----- THE INPUT

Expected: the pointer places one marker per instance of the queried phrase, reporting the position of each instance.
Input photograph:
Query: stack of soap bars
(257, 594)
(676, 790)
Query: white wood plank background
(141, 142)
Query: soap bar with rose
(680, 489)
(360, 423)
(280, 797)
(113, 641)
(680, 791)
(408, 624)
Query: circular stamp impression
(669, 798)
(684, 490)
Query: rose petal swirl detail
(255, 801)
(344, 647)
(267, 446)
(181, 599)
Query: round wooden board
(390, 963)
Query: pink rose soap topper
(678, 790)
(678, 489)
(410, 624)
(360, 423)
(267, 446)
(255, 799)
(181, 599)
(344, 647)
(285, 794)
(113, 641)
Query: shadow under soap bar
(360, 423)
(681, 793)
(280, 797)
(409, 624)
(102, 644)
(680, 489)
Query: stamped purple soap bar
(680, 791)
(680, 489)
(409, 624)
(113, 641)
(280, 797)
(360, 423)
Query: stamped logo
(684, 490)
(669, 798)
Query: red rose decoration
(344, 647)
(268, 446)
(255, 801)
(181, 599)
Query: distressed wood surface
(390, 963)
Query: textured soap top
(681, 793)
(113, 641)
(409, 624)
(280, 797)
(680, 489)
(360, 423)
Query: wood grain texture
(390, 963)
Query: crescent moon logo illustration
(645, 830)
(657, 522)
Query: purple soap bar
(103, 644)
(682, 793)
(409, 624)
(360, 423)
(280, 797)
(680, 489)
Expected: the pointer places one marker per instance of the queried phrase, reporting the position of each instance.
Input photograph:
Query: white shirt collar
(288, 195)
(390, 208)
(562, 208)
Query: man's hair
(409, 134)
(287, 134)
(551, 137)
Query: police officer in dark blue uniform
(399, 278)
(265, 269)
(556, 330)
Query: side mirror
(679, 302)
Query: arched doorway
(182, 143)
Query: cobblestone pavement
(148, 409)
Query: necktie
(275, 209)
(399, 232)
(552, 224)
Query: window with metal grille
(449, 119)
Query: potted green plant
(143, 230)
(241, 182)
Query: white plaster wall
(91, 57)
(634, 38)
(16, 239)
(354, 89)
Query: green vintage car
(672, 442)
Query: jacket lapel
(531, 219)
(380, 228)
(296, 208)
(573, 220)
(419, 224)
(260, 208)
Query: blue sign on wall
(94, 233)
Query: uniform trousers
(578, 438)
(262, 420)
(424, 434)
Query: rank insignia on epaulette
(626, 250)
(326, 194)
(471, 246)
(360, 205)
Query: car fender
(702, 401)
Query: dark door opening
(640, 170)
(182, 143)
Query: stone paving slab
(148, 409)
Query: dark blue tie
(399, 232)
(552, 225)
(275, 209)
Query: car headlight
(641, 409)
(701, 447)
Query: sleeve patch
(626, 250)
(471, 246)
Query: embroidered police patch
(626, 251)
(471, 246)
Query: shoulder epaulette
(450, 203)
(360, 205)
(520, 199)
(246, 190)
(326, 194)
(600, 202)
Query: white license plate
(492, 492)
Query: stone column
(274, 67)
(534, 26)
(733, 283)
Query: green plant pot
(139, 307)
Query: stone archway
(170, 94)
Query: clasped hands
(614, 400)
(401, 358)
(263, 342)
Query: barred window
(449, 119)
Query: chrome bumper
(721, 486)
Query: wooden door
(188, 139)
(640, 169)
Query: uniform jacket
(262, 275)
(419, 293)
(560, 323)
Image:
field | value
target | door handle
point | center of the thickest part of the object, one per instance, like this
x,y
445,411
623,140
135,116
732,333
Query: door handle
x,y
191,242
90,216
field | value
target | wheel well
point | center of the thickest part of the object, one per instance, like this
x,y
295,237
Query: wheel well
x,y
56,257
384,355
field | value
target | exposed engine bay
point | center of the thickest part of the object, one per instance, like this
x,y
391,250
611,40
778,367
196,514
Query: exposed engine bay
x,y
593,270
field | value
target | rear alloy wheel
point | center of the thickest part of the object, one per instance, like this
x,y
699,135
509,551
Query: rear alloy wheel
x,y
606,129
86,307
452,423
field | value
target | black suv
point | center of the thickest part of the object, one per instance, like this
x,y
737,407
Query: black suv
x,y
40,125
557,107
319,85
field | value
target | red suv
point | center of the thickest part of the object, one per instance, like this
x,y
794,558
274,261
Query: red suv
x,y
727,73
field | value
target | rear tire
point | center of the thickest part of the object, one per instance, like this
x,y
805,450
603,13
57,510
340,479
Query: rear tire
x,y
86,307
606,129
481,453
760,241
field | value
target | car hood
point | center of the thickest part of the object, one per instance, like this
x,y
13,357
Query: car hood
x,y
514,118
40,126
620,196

----------

WRITTEN INSTRUCTION: Your task is to reproduce all of the records exactly.

ANSWER TO THE EXERCISE:
Expected: the pointer places one marker per instance of the queried phrase, reporting the position of each instance.
Input photograph:
Query: stack of soap bars
(257, 594)
(676, 790)
Query: white wood plank background
(141, 142)
Query: soap bar with rose
(680, 489)
(360, 423)
(280, 797)
(113, 641)
(680, 791)
(408, 624)
Query: circular stamp impression
(669, 798)
(684, 490)
Query: rose petal swirl detail
(255, 801)
(344, 647)
(267, 446)
(181, 599)
Query: round wooden board
(390, 963)
Query: pink rose soap topper
(678, 790)
(678, 489)
(410, 624)
(360, 423)
(267, 446)
(255, 799)
(181, 599)
(344, 647)
(285, 794)
(113, 641)
Query: shadow under soap bar
(360, 423)
(681, 793)
(280, 797)
(409, 624)
(102, 644)
(680, 489)
Query: stamped purple soap bar
(680, 791)
(680, 489)
(409, 624)
(113, 641)
(280, 797)
(360, 423)
Query: stamped logo
(684, 490)
(669, 798)
Query: red rose decoration
(344, 647)
(268, 446)
(255, 801)
(181, 599)
Query: distressed wood surface
(390, 963)
Query: textured soap top
(681, 793)
(113, 641)
(409, 624)
(280, 797)
(680, 489)
(360, 423)
Query: wood grain texture
(390, 963)
Query: crescent moon logo illustration
(645, 830)
(657, 522)
Query: purple soap bar
(103, 644)
(682, 793)
(409, 624)
(360, 423)
(280, 797)
(680, 489)
Expected: the pointer places one marker per instance of the queried phrase, reporting the position of each instance.
Input photograph:
Query: white shirt collar
(288, 195)
(390, 208)
(562, 208)
Query: man's hair
(409, 134)
(287, 134)
(551, 137)
Query: police officer in dark blue uniform
(399, 278)
(265, 269)
(556, 330)
Query: side mirror
(679, 302)
Query: arched doorway
(182, 143)
Query: cobblestone pavement
(148, 409)
Query: necktie
(275, 209)
(399, 232)
(552, 224)
Query: window with metal grille
(449, 119)
Query: potted green plant
(143, 230)
(241, 182)
Query: white plaster wall
(91, 57)
(634, 38)
(16, 239)
(354, 89)
Query: green vintage car
(672, 442)
Query: jacket lapel
(531, 219)
(380, 228)
(296, 208)
(573, 220)
(419, 224)
(260, 208)
Query: blue sign on wall
(94, 233)
Query: uniform trousers
(578, 438)
(262, 420)
(424, 434)
Query: rank insignia on epaulette
(626, 250)
(326, 194)
(471, 246)
(360, 205)
Query: car fender
(702, 401)
Query: dark door opening
(640, 170)
(182, 143)
Query: stone paving slab
(148, 409)
Query: dark blue tie
(399, 232)
(552, 225)
(275, 209)
Query: car headlight
(641, 409)
(701, 447)
Query: sleeve patch
(626, 250)
(471, 246)
Query: embroidered police patch
(626, 251)
(471, 246)
Query: shoulder epaulette
(450, 203)
(360, 205)
(520, 199)
(246, 190)
(326, 194)
(600, 202)
Query: white license plate
(492, 492)
Query: stone column
(274, 67)
(534, 26)
(733, 283)
Query: green plant pot
(139, 307)
Query: stone archway
(170, 94)
Query: clasped hands
(614, 400)
(401, 358)
(263, 342)
Query: barred window
(449, 119)
Query: chrome bumper
(721, 486)
Query: wooden door
(188, 139)
(640, 169)
Query: uniform jacket
(262, 275)
(419, 293)
(560, 323)
Image:
field | value
target | door handle
point | center of the thickest part of the object, one per instance, like this
x,y
445,411
623,140
135,116
732,333
Query: door handle
x,y
191,242
90,216
field | value
target | wheel well
point | center of the thickest part of the object, one per instance, like this
x,y
295,237
Query: wheel well
x,y
56,257
384,355
field | value
target | exposed engine bay
point | center of the thickest part of the object, one per instance, like this
x,y
391,250
611,40
778,367
196,514
Query: exposed engine bay
x,y
593,270
field | value
target | rear alloy wheel
point | center of the thickest part of the object, one per instance, like this
x,y
699,135
509,551
Query: rear alloy wheel
x,y
606,129
86,307
452,423
field | value
target | black suv
point | center of the thickest part of the object, one per instance, like this
x,y
737,407
Query: black suv
x,y
40,125
557,107
319,85
field | value
target | red suv
point | center of the thickest part of the object, one per instance, like this
x,y
794,558
274,261
Query: red suv
x,y
727,73
field | value
target | rear tire
point | center of the thickest part of the object, one per instance, like this
x,y
805,450
603,13
57,510
340,479
Query: rear tire
x,y
86,307
606,129
481,453
760,241
field | value
target | car hood
point | center of the thickest part of the object, one per instance, like this
x,y
13,357
Query: car hood
x,y
514,118
40,126
620,196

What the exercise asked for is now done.